What to do -> Output the records again verbatim.

BEGIN Supplied material

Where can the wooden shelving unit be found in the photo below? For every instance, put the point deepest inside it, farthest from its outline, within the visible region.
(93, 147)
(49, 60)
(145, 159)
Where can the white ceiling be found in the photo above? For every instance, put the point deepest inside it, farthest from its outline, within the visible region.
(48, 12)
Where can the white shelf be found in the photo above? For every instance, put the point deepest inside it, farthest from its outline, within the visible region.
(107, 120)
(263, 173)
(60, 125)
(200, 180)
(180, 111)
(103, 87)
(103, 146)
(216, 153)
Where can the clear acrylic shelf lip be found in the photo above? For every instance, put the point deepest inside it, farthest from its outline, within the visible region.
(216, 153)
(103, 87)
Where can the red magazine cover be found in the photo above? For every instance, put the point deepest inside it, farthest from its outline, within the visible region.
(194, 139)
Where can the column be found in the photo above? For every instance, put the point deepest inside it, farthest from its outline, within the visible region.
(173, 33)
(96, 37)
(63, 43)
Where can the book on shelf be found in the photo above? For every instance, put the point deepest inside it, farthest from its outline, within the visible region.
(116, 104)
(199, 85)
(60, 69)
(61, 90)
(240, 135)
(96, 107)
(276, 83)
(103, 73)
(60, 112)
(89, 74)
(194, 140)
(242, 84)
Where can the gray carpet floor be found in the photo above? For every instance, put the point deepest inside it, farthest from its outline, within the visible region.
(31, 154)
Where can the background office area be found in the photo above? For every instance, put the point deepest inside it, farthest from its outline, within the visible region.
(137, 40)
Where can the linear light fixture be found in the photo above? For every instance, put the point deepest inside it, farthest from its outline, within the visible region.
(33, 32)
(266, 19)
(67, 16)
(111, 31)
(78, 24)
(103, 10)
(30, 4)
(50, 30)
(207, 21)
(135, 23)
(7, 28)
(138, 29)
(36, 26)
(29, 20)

END Supplied material

Exercise output ->
Where can the wooden shelving unit be found in the photo below? For every instance, put the point deepest inside it, farthest from its outline, within the visible region.
(93, 147)
(49, 60)
(145, 159)
Where can the white ceiling be found in the photo above? For every instance, put the point deepest inside it, farthest from its outline, within the visible region.
(48, 12)
Where can the white shelf be found in the photo above? For every instance, put the point deepest inside it, farthest from its outline, within the visible region.
(107, 120)
(263, 173)
(60, 125)
(200, 180)
(180, 111)
(103, 87)
(103, 146)
(216, 153)
Where can the clear acrylic shelf lip be found in the photo above? For every instance, put the point deepest inside it, farthest from its outline, within the visible region.
(216, 153)
(103, 87)
Where can the red magazine cover be found in the photo above? For every instance, put the point deepest inside it, farthest from its outline, within the visible region.
(194, 139)
Where can the column be found in the photo above? For every instance, put the point deepest inside it, farthest from its outline, within the visible region.
(173, 33)
(96, 37)
(63, 43)
Where can the book on shelf be found in the photo above? For every instance, put the point deepest inside it, farthest from its outline, within the visible region.
(116, 104)
(199, 85)
(60, 69)
(61, 90)
(240, 135)
(96, 107)
(276, 83)
(103, 73)
(60, 112)
(89, 74)
(194, 140)
(242, 84)
Where can the gray carpet floor be found in the photo above? For every instance, put the point deepest inside it, farthest from its outline, within the visible region.
(31, 154)
Where can the background office area be found in the photo above? For every instance, put the point deepest inside it, farthest from its outline, within the visible region.
(137, 40)
Where can the linear light fixture be found in the photo above? For every instance, put the point deepest inside it, farthest from its outline, within the visible region.
(33, 32)
(266, 19)
(67, 16)
(111, 31)
(78, 24)
(103, 10)
(30, 4)
(50, 30)
(207, 21)
(135, 23)
(7, 28)
(138, 29)
(36, 26)
(29, 20)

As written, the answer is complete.